--- START OF Passage shown ---
Skip to content

hipe-eval/HIPE-OCRepair-2026-eval

Repository files navigation

HIPE-OCRepair 2026 – Evaluation

This repository contains the official evaluation toolkit for the HIPE-OCRepair 2026 competition, including:

  • the test data used for the evaluation
  • the system submissions
  • the HIPE-OCRepair-scorer (as a Python package) and the evaluation scripts used to score system outputs
  • the evaluation results
  • a Makefile to run the whole evaluation process

The repository is designed to ensure transparent and reproducible evaluation of all submitted systems.

For more information, also have a look at:

Table of Contents

Task

The shared task focuses on OCR post-correction for historical documents. Participants develop systems that automatically correct OCR errors in historical text transcription units that are larger than a single line. Depending on the dataset, a transcription unit may correspond to a paragraph, article, page, or semantic chunk, allowing systems to make more global corrections than line-level post-correction.

Inputs include the OCR text to correct together with document metadata used for matching and contextualisation.

System outputs are evaluated against gold-standard reference data using the official evaluation scorer, which applies a light normalization to the reference and hypothesis texts before scoring.

Repository set up

Repository structure

data/
  reference/              # Gold-standard reference JSONL files (one per dataset/split/language)
  systems/                # Participant submission JSONL files
lib/
  score_one.py                # Score a single hypothesis against its reference
  build_rankings.py           # Aggregate per-run scores into ranked TSV files
  build_results_md.py         # Render TSV rankings as a Markdown results page
  create_dummy_baselines.py   # Generate dummy baseline hypotheses from reference files
  pairwise_significance.py    # Compare two specific systems using paired bootstrap
  pairwise_overlaps.py        # Test all consecutive systems with overlapping CIs
  competition_config.json     # Official competition test sets and design weights
  teams.json                  # Team name → institution mapping
results/                      # Pipeline output (regenerated; not committed)
  per-run/                    # Detailed JSON scores and logs for each submission
  system-rankings/            # TSV ranking tables
  text-views/                 # Plain text exports for diff-based error inspection
  text-views-normalized/      # Normalized text views (as used in scoring)
  pairwise-overlaps.tsv       # Pairwise significance test results
HIPE_OCRepair_2026_evaluation_results.md        # Final results page (generated)

Prerequisites

Before installing, ensure you have the following:

  • Python 3.10 or newer — check with python3 --version
  • GNU Make 3.81+ (2006 or later) — standard on Linux and macOS
  • Git — for cloning the repository
  • GNU grep (required for pairwise significance testing analytics)
    • Linux: already installed by default
    • macOS: install with brew install grep (BSD grep doesn't support the -P flag used in analytics commands)
--- END OF Passage shown ---
--- START OF Recorded information ---
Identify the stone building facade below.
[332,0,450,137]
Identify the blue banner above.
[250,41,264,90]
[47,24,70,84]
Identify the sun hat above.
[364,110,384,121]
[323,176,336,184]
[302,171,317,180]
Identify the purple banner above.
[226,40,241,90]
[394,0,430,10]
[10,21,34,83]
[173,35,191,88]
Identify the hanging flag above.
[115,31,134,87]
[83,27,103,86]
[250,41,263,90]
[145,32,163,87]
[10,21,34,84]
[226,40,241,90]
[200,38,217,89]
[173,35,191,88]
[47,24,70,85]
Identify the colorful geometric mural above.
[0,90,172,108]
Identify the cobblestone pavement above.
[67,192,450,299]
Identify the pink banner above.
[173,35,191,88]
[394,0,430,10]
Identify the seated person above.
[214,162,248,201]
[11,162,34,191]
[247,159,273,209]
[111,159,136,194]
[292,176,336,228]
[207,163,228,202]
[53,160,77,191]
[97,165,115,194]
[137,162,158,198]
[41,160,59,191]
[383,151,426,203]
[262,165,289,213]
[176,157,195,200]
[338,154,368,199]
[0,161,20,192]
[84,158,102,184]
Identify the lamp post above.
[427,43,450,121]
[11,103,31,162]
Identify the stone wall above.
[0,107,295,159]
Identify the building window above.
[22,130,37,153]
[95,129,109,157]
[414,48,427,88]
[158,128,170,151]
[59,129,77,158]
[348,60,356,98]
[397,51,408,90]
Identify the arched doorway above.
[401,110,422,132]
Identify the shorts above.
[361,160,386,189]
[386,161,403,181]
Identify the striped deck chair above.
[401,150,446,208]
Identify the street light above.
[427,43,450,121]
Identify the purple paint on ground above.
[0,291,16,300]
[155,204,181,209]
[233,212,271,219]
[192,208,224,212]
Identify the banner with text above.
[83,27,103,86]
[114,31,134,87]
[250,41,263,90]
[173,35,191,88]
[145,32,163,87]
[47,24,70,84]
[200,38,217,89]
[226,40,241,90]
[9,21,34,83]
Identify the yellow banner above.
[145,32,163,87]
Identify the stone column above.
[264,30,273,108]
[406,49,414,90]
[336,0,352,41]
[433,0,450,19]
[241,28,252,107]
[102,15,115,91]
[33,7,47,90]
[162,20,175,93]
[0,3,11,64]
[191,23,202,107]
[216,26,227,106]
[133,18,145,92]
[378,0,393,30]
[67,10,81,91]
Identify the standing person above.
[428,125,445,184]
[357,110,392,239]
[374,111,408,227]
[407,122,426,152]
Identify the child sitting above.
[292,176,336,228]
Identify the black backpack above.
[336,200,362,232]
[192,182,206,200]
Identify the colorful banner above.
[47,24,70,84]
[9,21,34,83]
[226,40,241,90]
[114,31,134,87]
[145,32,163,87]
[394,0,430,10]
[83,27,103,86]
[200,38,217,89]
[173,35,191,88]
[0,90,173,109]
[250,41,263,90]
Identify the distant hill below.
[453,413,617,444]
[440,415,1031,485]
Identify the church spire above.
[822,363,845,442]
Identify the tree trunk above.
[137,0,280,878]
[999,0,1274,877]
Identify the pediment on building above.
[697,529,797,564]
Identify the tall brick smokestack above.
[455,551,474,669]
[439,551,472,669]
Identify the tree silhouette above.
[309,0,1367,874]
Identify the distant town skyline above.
--- END OF Recorded information ---
* _Challenges_
1) From the evaluation toolkit page, pull out word for word the part that opens with the words containing "The shared task" and closes with "(one per dataset/split/language)".
2) Shorten the paragraph of the evaluation toolkit page that begins "The shared task focuses on OCR post-correction", keeping its main facts.
3) Using the evaluation toolkit page, answer yes or no to each statement and quote the words that decide it: (a) the scorer normalizes only the hypothesis text before scoring; (b) Python 3.10 or newer is needed; (c) BSD grep supports the -P flag.
Rely only on the evaluation toolkit page, not on the data.

* _Answers to the exercise_
1)
The shared task focuses on OCR post-correction for historical documents. Participants develop systems that automatically correct OCR errors in historical text transcription units that are larger than a single line. Depending on the dataset, a transcription unit may correspond to a paragraph, article, page, or semantic chunk, allowing systems to make more global corrections than line-level post-correction.

Inputs include the OCR text to correct together with document metadata used for matching and contextualisation.

System outputs are evaluated against gold-standard reference data using the official evaluation scorer, which applies a light normalization to the reference and hypothesis texts before scoring.

Repository set up

Repository structure

data/
  reference/              # Gold-standard reference JSONL files (one per dataset/split/language)

2) The task is OCR post-correction for historical documents. Systems automatically fix OCR errors in transcription units longer than one line. Depending on the dataset, a unit may be a paragraph, article, page, or semantic chunk, which allows more global corrections than line-level work.

3)
(a) No: "applies a light normalization to the reference and hypothesis texts before scoring"
(b) Yes: "Python 3.10 or newer"
(c) No: "BSD grep doesn't support the -P flag used in analytics commands"